Exercise input>
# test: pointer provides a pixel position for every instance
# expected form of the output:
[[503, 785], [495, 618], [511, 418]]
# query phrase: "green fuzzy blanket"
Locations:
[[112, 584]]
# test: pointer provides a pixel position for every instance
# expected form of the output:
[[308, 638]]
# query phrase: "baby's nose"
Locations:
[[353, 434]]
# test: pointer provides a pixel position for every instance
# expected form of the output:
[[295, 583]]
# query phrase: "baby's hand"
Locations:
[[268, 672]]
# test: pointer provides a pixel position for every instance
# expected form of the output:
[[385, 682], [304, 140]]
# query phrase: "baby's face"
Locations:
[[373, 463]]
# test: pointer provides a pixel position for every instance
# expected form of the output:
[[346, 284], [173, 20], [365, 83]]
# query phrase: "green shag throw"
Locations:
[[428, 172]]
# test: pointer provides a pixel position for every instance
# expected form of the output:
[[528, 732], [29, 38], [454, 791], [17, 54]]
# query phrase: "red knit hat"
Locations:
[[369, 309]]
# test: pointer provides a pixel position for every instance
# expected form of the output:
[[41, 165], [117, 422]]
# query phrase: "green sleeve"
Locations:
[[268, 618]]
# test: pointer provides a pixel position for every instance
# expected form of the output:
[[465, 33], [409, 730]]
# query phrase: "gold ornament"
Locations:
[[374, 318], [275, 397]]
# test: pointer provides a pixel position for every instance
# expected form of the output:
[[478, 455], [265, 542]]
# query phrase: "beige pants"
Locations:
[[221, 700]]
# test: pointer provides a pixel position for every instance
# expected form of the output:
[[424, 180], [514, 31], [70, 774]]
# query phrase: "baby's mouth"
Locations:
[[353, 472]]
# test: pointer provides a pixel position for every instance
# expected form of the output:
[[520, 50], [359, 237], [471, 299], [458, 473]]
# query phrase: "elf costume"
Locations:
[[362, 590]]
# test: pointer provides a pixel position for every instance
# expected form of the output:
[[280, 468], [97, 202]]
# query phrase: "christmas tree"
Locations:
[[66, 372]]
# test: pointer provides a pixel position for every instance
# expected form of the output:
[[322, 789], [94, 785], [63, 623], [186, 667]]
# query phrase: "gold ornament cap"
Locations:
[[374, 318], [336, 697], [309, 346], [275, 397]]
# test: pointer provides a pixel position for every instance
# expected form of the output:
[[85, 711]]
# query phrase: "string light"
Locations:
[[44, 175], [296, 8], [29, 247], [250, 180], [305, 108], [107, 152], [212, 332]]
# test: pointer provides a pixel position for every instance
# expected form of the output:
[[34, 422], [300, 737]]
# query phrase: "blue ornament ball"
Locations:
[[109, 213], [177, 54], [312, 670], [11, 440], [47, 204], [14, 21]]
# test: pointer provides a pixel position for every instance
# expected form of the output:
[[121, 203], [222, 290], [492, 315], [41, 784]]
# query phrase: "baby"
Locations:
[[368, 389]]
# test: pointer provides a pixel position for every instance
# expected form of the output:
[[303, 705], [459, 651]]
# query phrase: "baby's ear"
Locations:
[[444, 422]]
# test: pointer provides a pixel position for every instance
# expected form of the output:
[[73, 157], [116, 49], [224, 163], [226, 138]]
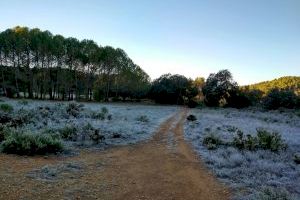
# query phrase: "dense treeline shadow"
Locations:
[[38, 64]]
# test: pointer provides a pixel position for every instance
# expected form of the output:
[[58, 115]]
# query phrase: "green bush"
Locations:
[[270, 141], [97, 137], [102, 114], [6, 107], [69, 132], [212, 141], [296, 158], [241, 142], [25, 143], [268, 193], [143, 118], [191, 118], [3, 132], [74, 109], [23, 102], [263, 140], [280, 98], [104, 110]]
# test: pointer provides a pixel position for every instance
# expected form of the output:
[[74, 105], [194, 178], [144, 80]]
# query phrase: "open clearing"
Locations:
[[165, 167]]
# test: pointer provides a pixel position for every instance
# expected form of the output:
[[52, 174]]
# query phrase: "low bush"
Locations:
[[212, 141], [280, 98], [104, 110], [23, 102], [142, 118], [6, 108], [102, 114], [25, 143], [97, 137], [69, 132], [242, 142], [3, 132], [74, 109], [99, 115], [191, 118], [263, 140], [192, 103], [268, 193], [270, 141], [296, 158]]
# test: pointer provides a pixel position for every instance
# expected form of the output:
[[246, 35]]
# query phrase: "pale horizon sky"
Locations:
[[256, 40]]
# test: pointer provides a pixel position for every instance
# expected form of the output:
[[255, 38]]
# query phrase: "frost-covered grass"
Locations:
[[95, 124], [259, 174]]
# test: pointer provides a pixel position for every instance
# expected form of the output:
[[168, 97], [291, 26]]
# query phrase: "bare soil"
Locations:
[[164, 168]]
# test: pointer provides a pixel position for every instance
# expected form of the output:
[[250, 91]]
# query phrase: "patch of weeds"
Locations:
[[207, 129], [21, 117], [74, 109], [191, 118], [6, 108], [69, 132], [23, 102], [271, 141], [25, 143], [142, 118], [102, 114], [296, 158], [116, 135], [297, 112], [263, 140], [242, 142], [4, 131], [269, 193], [104, 110], [212, 141], [231, 128], [97, 137], [99, 115], [53, 172]]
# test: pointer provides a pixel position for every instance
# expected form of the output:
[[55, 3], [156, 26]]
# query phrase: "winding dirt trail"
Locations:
[[164, 168]]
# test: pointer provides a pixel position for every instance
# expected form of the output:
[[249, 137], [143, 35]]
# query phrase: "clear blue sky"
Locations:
[[255, 39]]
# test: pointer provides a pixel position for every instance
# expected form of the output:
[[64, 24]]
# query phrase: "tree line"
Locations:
[[38, 64]]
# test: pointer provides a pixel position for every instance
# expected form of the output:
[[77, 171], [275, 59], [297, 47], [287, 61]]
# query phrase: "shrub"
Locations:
[[191, 118], [23, 102], [6, 108], [104, 110], [99, 115], [212, 141], [192, 103], [143, 118], [271, 141], [24, 143], [268, 193], [69, 132], [296, 158], [102, 114], [241, 142], [280, 98], [97, 137], [3, 132], [22, 117], [74, 109]]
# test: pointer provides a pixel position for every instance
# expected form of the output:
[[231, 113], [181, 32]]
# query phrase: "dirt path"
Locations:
[[163, 168]]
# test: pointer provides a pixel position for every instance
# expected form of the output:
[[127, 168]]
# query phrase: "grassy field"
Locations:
[[252, 174]]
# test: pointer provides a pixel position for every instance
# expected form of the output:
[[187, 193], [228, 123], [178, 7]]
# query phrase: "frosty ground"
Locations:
[[119, 124], [259, 174]]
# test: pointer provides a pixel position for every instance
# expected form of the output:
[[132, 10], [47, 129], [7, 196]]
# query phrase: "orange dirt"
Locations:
[[163, 168]]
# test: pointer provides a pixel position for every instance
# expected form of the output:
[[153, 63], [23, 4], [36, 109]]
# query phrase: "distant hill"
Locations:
[[286, 82]]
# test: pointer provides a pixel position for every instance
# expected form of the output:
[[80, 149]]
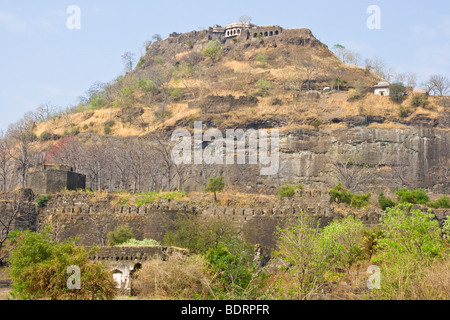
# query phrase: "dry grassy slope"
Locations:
[[237, 74]]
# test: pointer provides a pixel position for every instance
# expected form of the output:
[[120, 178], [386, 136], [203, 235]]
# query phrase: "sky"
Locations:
[[43, 61]]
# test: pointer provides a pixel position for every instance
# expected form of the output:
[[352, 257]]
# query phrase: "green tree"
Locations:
[[215, 185], [341, 241], [120, 235], [213, 50], [38, 267]]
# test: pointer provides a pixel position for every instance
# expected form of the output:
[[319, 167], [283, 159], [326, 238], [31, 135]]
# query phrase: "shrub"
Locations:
[[45, 136], [38, 268], [199, 235], [42, 200], [288, 190], [411, 244], [397, 92], [442, 202], [239, 275], [215, 185], [340, 194], [262, 58], [120, 235], [264, 87], [141, 243], [420, 100], [180, 277], [417, 196], [213, 50], [385, 202], [341, 242]]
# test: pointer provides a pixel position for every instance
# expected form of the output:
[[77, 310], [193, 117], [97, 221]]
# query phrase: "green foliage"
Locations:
[[385, 202], [107, 127], [96, 101], [45, 136], [397, 92], [340, 194], [120, 235], [38, 267], [420, 100], [288, 190], [370, 241], [141, 243], [140, 63], [411, 243], [264, 87], [341, 242], [213, 50], [215, 185], [238, 274], [42, 200], [199, 235], [417, 196], [409, 231], [442, 202]]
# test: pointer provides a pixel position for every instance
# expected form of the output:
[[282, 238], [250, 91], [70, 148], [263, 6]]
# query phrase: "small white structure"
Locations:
[[235, 29], [382, 89]]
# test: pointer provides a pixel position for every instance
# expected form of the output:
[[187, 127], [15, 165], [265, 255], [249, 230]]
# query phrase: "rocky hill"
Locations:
[[258, 81]]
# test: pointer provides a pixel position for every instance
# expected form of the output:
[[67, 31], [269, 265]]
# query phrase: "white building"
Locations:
[[382, 88]]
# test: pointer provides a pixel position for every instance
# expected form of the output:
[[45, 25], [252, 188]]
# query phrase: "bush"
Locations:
[[45, 136], [410, 246], [340, 194], [264, 87], [198, 234], [42, 200], [397, 92], [38, 267], [420, 100], [442, 202], [180, 277], [298, 245], [341, 242], [417, 196], [288, 190], [215, 185], [385, 202], [141, 243], [120, 235], [239, 275]]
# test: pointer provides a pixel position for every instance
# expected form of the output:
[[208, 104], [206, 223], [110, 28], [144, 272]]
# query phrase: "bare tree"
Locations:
[[19, 145], [156, 37], [438, 84], [129, 59], [12, 216], [348, 169]]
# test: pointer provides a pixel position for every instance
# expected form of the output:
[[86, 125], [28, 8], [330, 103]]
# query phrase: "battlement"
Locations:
[[54, 178]]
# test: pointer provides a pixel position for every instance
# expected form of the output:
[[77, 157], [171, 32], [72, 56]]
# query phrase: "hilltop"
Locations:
[[258, 78]]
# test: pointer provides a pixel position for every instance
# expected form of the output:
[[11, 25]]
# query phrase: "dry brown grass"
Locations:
[[180, 277]]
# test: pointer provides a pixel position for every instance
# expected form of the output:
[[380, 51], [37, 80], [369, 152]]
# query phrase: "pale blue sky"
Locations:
[[42, 61]]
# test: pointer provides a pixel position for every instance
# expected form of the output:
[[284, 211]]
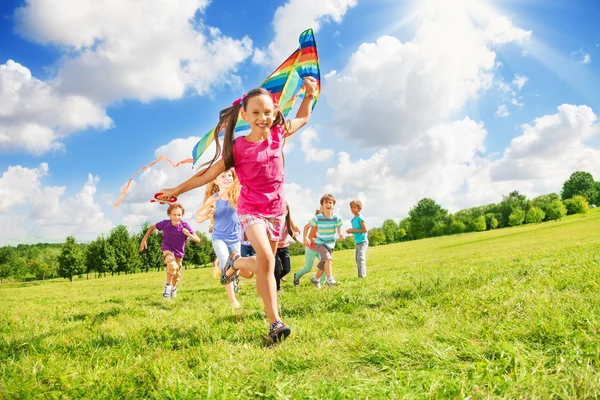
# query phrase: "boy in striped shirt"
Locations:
[[325, 225]]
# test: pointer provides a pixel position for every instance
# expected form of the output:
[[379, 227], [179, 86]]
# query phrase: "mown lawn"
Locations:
[[512, 313]]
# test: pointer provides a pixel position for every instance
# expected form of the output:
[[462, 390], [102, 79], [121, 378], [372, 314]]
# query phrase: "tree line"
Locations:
[[119, 253]]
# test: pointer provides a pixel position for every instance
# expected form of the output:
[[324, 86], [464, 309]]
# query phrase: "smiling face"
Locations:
[[224, 180], [175, 215], [260, 113]]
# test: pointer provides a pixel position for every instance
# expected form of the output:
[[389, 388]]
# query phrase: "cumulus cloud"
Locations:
[[34, 116], [294, 17], [390, 92], [311, 153], [134, 50], [33, 212]]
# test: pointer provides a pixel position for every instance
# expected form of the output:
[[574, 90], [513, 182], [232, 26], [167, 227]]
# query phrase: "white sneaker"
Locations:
[[167, 292], [315, 281]]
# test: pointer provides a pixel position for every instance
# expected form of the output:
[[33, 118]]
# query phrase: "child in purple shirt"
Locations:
[[175, 233]]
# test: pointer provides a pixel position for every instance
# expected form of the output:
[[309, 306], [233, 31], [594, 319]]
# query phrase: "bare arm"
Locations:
[[200, 179], [143, 244], [305, 109]]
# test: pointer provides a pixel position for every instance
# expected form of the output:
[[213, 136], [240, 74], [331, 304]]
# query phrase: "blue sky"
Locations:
[[460, 101]]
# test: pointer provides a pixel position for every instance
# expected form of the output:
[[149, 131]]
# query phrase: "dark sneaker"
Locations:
[[167, 292], [315, 282], [279, 331], [229, 265]]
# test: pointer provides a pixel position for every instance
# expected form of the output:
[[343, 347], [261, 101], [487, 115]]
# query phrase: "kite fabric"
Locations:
[[285, 85]]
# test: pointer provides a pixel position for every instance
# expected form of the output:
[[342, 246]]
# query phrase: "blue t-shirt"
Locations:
[[227, 223], [356, 224], [326, 229]]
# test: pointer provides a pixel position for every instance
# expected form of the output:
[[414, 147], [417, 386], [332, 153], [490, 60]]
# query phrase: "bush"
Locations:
[[577, 205], [556, 210], [516, 217], [535, 215]]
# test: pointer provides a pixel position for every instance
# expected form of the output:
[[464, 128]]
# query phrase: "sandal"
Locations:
[[229, 265], [279, 331]]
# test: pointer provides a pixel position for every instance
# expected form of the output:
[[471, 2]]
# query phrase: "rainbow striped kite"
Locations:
[[285, 84]]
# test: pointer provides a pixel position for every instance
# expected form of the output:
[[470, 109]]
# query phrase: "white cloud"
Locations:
[[501, 30], [311, 153], [35, 116], [133, 50], [519, 81], [37, 213], [502, 111], [293, 18]]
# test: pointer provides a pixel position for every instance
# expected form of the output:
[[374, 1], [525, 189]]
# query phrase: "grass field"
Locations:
[[512, 313]]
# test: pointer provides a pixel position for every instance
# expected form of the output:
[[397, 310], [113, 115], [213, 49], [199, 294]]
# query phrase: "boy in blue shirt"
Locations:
[[325, 225], [359, 231]]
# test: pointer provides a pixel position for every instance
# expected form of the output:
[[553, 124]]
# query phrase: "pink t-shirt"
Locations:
[[259, 167]]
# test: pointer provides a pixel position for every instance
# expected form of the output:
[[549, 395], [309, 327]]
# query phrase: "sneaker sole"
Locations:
[[281, 334]]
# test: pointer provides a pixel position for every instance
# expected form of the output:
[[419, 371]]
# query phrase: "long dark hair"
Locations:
[[228, 117]]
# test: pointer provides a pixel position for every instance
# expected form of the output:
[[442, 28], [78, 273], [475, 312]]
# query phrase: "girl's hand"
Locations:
[[310, 84], [167, 194]]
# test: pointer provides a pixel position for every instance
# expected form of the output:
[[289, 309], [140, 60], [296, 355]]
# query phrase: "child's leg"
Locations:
[[309, 260], [284, 257], [263, 266], [361, 258], [222, 251], [278, 272]]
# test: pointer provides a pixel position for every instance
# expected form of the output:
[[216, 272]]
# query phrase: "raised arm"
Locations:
[[305, 108], [200, 179]]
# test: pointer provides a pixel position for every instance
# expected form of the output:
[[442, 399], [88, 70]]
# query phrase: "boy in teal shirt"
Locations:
[[359, 231]]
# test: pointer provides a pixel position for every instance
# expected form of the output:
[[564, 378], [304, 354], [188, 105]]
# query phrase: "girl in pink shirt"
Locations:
[[258, 161]]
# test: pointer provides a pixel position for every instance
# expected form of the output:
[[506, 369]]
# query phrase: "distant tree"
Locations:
[[424, 217], [516, 217], [376, 237], [556, 210], [580, 183], [70, 260], [509, 204], [390, 230], [7, 259], [535, 215], [491, 221], [479, 224], [577, 205], [544, 202], [126, 250]]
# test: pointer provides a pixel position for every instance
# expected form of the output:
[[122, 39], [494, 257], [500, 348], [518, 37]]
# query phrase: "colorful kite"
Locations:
[[286, 86]]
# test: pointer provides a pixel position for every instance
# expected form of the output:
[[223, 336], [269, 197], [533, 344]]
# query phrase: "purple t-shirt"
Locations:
[[259, 167], [173, 236]]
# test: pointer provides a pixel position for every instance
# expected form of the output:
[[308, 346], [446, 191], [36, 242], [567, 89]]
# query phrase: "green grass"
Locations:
[[513, 313]]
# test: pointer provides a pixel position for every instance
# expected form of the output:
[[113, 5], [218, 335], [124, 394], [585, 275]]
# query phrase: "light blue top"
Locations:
[[326, 229], [356, 224], [227, 223]]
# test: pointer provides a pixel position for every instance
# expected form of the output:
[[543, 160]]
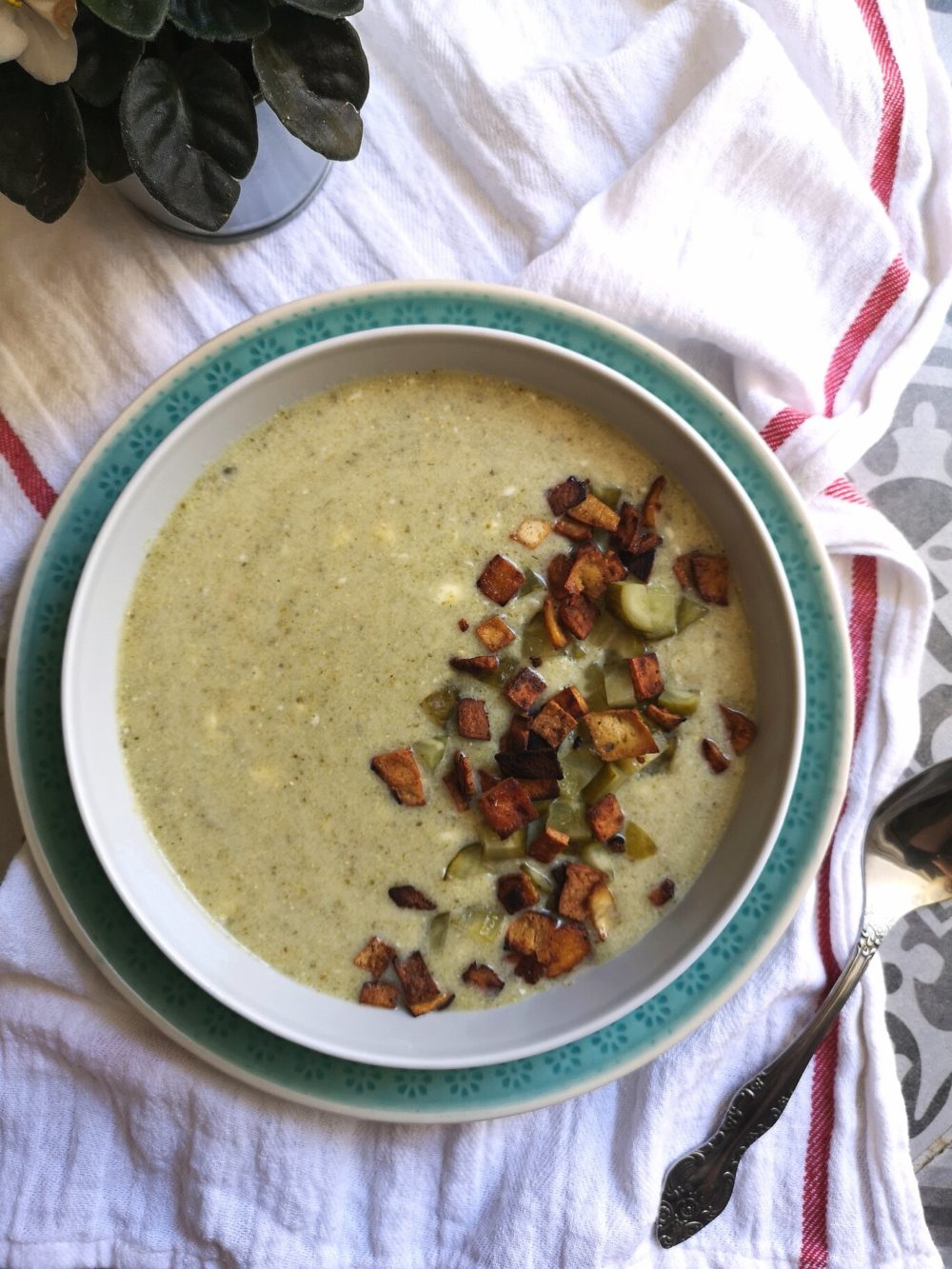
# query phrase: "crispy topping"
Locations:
[[569, 494], [403, 777], [494, 633], [375, 957], [605, 818], [662, 894], [480, 666], [532, 533], [532, 764], [578, 613], [742, 730], [715, 757], [484, 978], [506, 807], [548, 844], [646, 677], [596, 513], [524, 689], [465, 780], [472, 720], [581, 880], [501, 580], [381, 995], [421, 991], [409, 896], [620, 734], [554, 723], [543, 948], [556, 635], [663, 719], [516, 891]]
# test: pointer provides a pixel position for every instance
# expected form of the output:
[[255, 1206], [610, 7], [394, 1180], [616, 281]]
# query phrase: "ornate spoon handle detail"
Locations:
[[699, 1187]]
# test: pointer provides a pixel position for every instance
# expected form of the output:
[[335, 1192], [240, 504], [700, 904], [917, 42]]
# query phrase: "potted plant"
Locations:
[[167, 90]]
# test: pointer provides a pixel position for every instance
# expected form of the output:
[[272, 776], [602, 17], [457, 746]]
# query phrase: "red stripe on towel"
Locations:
[[30, 477], [814, 1252]]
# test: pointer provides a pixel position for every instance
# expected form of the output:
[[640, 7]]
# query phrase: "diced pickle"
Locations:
[[566, 815], [597, 857], [688, 612], [440, 704], [681, 701], [638, 843], [620, 690], [651, 610], [465, 863], [495, 848], [430, 751]]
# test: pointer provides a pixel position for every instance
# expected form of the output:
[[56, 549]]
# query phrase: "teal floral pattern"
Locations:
[[201, 1021]]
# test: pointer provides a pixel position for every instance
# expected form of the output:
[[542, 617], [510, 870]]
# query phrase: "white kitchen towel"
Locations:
[[767, 188]]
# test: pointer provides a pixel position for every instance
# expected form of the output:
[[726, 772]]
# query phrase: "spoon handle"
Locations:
[[699, 1187]]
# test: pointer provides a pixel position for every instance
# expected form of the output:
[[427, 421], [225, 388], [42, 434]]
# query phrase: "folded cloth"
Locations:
[[765, 187]]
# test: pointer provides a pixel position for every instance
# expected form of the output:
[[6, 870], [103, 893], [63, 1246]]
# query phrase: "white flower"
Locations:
[[38, 34]]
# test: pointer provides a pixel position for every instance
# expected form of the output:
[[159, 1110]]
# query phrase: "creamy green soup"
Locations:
[[299, 605]]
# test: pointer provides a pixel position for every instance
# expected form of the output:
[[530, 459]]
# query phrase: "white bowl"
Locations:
[[193, 940]]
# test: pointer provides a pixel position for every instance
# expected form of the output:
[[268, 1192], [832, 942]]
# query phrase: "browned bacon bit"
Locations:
[[516, 891], [480, 666], [646, 677], [662, 892], [559, 568], [472, 720], [570, 492], [711, 578], [543, 948], [524, 689], [573, 701], [715, 757], [539, 764], [581, 880], [548, 844], [556, 635], [554, 723], [573, 530], [494, 633], [620, 734], [516, 740], [465, 778], [742, 731], [663, 719], [484, 978], [578, 613], [605, 818], [409, 896], [653, 503], [421, 991], [506, 807], [403, 777], [381, 995], [532, 533], [375, 957], [501, 580]]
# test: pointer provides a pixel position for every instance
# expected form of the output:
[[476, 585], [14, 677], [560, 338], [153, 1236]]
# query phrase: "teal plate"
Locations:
[[181, 1008]]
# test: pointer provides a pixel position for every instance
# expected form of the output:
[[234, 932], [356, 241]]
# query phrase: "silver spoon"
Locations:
[[906, 864]]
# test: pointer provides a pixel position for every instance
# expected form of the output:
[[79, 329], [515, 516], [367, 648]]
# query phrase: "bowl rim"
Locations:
[[331, 1037]]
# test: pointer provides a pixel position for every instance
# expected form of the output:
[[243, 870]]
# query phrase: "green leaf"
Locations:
[[106, 57], [42, 152], [190, 133], [137, 18], [314, 75], [106, 152], [220, 19], [327, 8]]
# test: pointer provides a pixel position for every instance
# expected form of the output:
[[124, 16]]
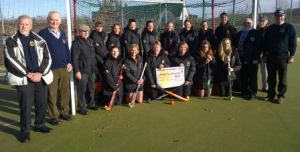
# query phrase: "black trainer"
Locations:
[[269, 98], [66, 117], [83, 112], [43, 129], [25, 137], [54, 121], [93, 107]]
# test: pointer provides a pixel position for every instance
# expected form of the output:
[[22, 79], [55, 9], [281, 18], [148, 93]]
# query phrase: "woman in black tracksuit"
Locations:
[[156, 58], [112, 68], [206, 33], [189, 35], [169, 39], [205, 64], [114, 38], [149, 36], [184, 59], [131, 36], [133, 70], [224, 57]]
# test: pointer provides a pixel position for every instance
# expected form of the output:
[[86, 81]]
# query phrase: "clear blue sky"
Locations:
[[14, 8]]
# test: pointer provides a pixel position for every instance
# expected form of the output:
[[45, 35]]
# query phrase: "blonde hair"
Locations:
[[156, 43], [202, 53], [131, 46], [170, 23], [52, 13], [183, 44], [23, 17], [222, 51]]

Given request>
Identify each line in the rows above that contains the word "face", and copy those lines.

Result for this task>
# query phrase: "baby's face"
# query phrase: "smiling face"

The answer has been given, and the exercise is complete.